Task goal => Which lines below include "trunk"? Copy them all.

Dataset entries:

Segment Open

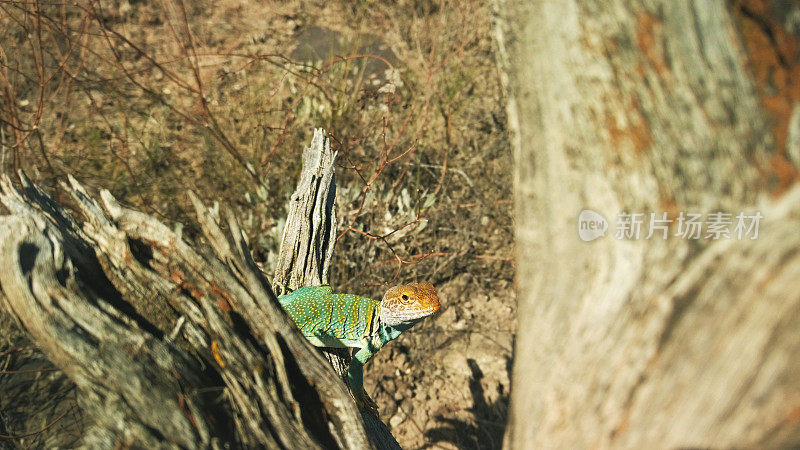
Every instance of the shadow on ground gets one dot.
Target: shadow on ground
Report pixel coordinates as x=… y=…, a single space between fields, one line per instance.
x=485 y=429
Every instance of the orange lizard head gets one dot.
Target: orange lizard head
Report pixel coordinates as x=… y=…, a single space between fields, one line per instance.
x=408 y=303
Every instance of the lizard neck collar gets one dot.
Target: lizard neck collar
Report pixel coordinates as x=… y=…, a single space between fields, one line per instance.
x=389 y=332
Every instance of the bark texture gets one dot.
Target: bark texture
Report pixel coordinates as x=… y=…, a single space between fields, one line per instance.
x=169 y=345
x=306 y=250
x=647 y=106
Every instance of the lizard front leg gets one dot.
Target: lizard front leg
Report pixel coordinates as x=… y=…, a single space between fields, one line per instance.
x=355 y=377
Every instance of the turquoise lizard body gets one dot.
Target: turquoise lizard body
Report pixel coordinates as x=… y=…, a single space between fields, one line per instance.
x=327 y=319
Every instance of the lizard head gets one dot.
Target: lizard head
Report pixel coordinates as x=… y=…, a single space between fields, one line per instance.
x=408 y=304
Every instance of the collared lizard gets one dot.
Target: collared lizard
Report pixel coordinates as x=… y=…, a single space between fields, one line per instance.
x=327 y=319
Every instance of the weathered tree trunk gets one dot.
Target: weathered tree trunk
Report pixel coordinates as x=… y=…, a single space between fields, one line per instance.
x=307 y=248
x=169 y=345
x=647 y=106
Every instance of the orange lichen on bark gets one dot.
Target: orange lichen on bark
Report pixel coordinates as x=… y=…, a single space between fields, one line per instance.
x=217 y=356
x=635 y=133
x=649 y=38
x=774 y=60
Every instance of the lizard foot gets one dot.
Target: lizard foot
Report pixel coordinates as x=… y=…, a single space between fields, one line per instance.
x=364 y=402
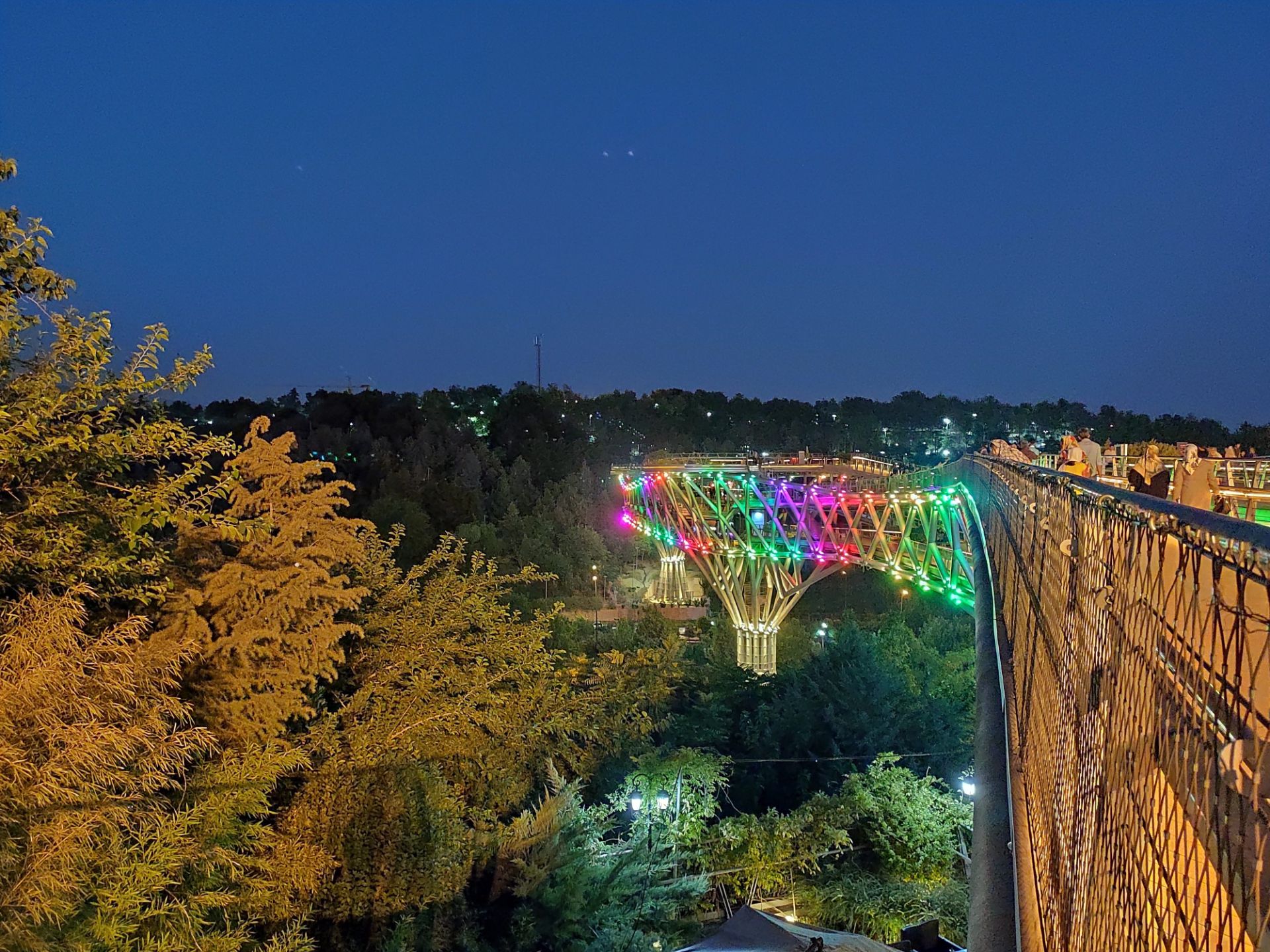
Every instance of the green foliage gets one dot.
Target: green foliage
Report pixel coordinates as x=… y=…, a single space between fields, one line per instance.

Segment Closed

Answer below =>
Every instance of the weathered tree trunk gets one dot.
Target: weathered tree trunk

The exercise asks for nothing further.